> **Exercise**: Please locate each line in the entries below that contains the string "wall" and copy it out. Case counts, so match it precisely.
***
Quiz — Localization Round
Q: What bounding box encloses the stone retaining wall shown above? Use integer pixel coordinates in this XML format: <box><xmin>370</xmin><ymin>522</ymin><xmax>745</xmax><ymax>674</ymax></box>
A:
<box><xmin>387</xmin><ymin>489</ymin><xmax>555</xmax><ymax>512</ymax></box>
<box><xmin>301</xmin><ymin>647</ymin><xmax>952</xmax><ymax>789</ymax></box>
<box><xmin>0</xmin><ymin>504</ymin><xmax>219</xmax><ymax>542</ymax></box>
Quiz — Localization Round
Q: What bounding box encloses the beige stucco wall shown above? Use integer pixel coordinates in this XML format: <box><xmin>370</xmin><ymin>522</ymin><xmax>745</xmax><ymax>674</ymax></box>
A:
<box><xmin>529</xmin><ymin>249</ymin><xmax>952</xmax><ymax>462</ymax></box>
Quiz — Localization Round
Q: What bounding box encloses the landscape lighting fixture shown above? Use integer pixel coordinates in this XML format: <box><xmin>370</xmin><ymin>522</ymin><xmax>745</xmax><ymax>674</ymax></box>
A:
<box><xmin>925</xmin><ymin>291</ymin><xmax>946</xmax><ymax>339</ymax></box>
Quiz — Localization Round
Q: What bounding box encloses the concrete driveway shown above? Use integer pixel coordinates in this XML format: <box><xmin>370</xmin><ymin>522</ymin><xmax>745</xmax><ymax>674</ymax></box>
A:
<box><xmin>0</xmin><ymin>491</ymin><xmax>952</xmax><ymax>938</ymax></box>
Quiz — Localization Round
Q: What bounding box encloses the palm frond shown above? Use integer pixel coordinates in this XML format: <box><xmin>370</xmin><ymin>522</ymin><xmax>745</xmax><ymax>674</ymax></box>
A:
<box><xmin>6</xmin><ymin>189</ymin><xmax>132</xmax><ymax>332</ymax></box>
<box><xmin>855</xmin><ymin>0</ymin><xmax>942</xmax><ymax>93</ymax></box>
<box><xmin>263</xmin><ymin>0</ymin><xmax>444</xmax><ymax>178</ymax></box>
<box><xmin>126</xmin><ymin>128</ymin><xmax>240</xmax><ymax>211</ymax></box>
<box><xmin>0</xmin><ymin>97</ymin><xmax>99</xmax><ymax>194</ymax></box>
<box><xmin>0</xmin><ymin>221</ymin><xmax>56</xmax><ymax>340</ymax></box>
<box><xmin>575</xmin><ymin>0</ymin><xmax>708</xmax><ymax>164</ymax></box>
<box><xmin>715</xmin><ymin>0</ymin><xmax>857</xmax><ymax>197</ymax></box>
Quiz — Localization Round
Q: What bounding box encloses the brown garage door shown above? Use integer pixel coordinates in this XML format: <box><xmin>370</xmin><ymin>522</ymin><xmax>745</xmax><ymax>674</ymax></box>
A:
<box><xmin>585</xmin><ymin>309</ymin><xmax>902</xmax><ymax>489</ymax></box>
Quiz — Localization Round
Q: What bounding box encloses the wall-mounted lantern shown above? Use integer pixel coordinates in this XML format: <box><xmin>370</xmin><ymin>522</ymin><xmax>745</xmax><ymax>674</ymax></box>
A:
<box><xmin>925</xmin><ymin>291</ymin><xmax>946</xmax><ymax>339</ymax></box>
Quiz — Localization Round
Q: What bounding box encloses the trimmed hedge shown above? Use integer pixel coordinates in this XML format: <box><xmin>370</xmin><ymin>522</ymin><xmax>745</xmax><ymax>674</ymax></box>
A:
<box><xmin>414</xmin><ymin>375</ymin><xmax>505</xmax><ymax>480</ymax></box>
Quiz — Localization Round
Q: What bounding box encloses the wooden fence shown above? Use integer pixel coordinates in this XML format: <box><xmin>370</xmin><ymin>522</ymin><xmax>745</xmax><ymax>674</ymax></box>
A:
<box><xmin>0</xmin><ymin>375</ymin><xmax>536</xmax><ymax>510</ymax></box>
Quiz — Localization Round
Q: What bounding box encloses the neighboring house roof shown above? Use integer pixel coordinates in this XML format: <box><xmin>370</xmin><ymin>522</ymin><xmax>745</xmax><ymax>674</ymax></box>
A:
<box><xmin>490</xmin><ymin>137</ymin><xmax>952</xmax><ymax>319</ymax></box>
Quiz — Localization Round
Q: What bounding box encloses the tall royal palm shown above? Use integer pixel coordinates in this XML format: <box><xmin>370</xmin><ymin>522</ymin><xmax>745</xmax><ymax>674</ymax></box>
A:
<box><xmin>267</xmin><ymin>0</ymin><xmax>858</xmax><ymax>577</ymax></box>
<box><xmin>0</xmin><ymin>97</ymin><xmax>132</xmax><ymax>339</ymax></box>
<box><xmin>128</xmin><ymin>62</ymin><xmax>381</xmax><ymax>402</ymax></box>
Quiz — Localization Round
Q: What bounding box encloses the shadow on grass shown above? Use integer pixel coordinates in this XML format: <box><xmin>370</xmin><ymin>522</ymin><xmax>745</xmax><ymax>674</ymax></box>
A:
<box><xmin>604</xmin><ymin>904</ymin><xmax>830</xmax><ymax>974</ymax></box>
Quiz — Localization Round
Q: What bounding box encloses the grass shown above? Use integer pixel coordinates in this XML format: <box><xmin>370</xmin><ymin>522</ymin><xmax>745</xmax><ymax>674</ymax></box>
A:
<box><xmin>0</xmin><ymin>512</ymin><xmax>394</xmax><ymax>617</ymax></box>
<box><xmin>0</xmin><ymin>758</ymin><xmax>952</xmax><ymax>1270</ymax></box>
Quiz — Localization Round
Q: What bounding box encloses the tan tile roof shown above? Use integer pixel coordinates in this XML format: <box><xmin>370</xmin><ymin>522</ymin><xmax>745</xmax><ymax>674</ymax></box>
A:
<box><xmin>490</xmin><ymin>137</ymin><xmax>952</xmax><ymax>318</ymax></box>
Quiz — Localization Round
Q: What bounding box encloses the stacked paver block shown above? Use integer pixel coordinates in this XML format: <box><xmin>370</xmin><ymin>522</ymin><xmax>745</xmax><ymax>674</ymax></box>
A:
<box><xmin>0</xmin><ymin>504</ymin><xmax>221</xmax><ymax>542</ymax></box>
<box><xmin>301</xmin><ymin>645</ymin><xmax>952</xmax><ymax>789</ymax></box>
***
> **Solution for this task**:
Q: What bounding box encloses the stone retaining wall shown above? Use integer pixel coordinates in this XML format: <box><xmin>370</xmin><ymin>522</ymin><xmax>745</xmax><ymax>674</ymax></box>
Q: What bounding box encloses the beige stucco wall shown above? Use integer pixel coordinates in this XML format: <box><xmin>370</xmin><ymin>522</ymin><xmax>745</xmax><ymax>674</ymax></box>
Q: What bounding box encloses the wall-mounted lantern shown above? Use integer pixel coordinates in this XML format: <box><xmin>370</xmin><ymin>522</ymin><xmax>745</xmax><ymax>674</ymax></box>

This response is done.